* [BRIEF]: Please decide whether each of these statements agrees with the egg prices text, answering yes or no and quoting the deciding words from it: 1. Prices for chickens raised for meat have stayed stable. 2. Prices for liquid eggs are expected to fall. 3. Food in Bloom currently pays $28 a flat for eggs.

* [DOCUMENT SECTION]:
···

In some good news, the outbreak has largely spared chickens raised for their meat, so those prices have remained stable. But the eggs raised to create liquid egg products—popular in catering because they are easy to handle and pasteurized for food safety—have been hit hard. As a result, prices for liquid eggs are likely to continue to rise, a spokesman for Urner Barry tells Special Events. The prices for shell eggs should ease, the Urner Barry spokesman adds, in part because consumers have cut back on buying eggs due to sharply higher prices in the supermarket.

FLAT PRICES RISE "In the last six months, our egg prices have gone from $22 a flat, or $0.12 an egg, to as high as $32 a flat, or $0.17 an egg," says John Merrill, general manager of Food in Bloom, based in Portland, Ore. "In the last two months or so, they have come down a bit and are currently at $28 a flat, or $0.15 per egg."

···

* [PROVIDED RECORDS]:
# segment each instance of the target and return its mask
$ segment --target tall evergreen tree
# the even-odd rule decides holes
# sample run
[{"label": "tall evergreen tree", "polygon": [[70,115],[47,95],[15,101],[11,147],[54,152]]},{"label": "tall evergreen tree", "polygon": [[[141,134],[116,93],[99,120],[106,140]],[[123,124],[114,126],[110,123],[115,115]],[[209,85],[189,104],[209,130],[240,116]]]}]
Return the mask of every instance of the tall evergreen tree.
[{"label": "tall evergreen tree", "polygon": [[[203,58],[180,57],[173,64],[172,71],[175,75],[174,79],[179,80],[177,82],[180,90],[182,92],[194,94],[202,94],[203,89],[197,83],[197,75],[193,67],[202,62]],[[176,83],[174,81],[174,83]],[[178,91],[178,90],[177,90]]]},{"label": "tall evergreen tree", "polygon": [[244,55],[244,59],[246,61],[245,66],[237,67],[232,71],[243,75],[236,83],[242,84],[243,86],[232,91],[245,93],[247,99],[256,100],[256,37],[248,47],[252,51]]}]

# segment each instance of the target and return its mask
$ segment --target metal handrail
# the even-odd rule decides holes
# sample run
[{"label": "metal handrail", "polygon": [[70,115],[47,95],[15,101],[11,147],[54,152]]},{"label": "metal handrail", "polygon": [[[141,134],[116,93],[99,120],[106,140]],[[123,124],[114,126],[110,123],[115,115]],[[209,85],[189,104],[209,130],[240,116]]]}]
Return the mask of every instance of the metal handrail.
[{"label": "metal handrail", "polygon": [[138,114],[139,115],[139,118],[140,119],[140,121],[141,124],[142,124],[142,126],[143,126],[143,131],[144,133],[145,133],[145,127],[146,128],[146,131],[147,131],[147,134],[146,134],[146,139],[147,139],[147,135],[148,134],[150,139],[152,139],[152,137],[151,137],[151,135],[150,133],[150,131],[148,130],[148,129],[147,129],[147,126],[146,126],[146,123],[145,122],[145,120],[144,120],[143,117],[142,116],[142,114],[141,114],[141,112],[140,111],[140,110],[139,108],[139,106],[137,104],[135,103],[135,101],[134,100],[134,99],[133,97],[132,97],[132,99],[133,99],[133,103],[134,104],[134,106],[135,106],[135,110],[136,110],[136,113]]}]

···

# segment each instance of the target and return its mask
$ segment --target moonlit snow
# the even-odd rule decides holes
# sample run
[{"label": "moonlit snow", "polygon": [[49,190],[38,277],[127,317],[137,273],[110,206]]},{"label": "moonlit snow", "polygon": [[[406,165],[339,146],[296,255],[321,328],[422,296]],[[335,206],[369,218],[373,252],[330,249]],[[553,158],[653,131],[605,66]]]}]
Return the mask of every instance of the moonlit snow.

···

* [RESPONSE TO THIS TASK]:
1. Yes: "the outbreak has largely spared chickens raised for their meat, so those prices have remained stable"
2. No: "prices for liquid eggs are likely to continue to rise"
3. Yes: "are currently at $28 a flat, or $0.15 per egg"